Problem to work on: Your job here is to restate every record exactly, pictures excluded.
───── Given records ─────
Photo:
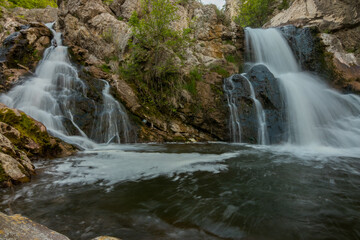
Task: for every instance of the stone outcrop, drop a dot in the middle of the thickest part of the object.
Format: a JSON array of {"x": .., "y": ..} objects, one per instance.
[
  {"x": 267, "y": 92},
  {"x": 327, "y": 15},
  {"x": 21, "y": 139},
  {"x": 97, "y": 35},
  {"x": 339, "y": 24},
  {"x": 18, "y": 227}
]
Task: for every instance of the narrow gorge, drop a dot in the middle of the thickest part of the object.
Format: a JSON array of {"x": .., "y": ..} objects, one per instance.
[{"x": 176, "y": 120}]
─────
Result:
Photo:
Task: for every instance of the stone outcrop, drop a dot in the middle of the thickest part of the object.
Format: a JSON array of {"x": .., "y": ..} objects, one per instance.
[
  {"x": 267, "y": 92},
  {"x": 327, "y": 15},
  {"x": 21, "y": 139},
  {"x": 97, "y": 35},
  {"x": 339, "y": 24},
  {"x": 18, "y": 227}
]
Task: for every instance of the narrow gorge, drop a dot in the middle of the thickest part of the object.
Format: a JSON array of {"x": .., "y": ..} objects, one per instance.
[{"x": 176, "y": 120}]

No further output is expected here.